Please list each line below that contains the word "dense". Case counts.

(Records for this task):

---+---

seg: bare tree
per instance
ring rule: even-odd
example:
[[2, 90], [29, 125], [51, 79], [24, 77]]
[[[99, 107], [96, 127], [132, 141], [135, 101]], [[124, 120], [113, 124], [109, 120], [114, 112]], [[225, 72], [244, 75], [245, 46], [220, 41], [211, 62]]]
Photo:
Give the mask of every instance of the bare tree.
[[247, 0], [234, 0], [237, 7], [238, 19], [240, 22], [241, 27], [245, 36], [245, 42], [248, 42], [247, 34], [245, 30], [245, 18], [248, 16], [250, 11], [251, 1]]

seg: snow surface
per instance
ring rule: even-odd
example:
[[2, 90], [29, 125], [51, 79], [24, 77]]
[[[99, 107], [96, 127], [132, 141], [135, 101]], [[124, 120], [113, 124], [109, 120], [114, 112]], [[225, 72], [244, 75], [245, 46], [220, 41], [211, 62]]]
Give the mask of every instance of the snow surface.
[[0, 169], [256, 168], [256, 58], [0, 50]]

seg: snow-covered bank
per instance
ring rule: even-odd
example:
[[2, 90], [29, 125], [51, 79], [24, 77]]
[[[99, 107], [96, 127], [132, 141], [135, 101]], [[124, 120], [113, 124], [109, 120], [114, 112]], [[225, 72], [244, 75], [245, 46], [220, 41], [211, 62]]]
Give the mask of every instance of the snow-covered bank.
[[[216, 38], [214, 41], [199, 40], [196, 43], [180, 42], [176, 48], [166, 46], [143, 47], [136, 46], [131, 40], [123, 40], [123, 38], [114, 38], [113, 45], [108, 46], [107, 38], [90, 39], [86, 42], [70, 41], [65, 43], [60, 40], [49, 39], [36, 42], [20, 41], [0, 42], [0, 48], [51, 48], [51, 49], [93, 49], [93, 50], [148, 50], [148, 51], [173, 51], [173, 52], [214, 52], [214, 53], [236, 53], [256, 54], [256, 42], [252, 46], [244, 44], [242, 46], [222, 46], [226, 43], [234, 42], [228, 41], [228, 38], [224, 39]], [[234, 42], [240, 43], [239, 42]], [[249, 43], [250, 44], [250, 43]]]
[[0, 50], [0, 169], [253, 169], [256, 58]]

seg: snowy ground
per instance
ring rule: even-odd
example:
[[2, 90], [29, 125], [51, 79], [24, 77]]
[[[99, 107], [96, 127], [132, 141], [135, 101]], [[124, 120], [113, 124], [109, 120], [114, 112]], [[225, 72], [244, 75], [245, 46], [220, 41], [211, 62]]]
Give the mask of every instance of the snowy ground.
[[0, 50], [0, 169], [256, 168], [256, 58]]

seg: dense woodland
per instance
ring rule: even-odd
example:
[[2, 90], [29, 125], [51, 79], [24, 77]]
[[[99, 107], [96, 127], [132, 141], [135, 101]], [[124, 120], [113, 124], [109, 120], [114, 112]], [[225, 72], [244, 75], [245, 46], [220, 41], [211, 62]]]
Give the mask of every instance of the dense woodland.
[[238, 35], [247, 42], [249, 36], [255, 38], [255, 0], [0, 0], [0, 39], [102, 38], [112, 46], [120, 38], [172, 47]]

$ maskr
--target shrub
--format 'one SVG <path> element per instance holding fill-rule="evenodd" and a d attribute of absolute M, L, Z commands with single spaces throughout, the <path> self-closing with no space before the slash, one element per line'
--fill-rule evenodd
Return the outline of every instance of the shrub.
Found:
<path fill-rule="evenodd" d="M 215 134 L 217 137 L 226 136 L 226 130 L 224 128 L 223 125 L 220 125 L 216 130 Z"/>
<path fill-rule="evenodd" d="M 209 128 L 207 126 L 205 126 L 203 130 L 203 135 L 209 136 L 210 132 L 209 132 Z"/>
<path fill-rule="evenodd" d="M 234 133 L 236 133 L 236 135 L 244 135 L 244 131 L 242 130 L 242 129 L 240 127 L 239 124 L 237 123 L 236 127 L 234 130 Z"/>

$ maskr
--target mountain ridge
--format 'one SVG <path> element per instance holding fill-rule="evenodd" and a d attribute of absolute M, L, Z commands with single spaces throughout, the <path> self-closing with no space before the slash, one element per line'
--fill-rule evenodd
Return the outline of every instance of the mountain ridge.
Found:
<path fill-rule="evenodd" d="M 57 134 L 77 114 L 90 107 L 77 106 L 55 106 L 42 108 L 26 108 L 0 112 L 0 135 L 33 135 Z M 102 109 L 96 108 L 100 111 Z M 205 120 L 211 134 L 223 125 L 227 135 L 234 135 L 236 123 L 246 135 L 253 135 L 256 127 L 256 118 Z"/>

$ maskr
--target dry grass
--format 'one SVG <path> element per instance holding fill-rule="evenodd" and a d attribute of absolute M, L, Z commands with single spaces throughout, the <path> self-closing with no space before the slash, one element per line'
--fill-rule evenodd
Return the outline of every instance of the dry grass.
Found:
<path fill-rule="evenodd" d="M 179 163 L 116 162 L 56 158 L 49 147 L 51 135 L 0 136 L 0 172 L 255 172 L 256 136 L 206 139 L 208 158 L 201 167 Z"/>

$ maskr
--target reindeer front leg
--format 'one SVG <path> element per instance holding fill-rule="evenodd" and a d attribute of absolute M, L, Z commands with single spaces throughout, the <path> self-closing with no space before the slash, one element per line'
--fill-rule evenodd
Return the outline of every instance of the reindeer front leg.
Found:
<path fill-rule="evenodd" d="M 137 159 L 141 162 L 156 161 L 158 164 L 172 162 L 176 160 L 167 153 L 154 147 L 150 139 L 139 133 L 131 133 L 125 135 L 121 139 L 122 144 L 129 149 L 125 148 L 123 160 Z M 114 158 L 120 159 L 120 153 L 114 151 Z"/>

---+---

(Answer for this exercise):
seg: dense woodland
Give the mask of every instance of the dense woodland.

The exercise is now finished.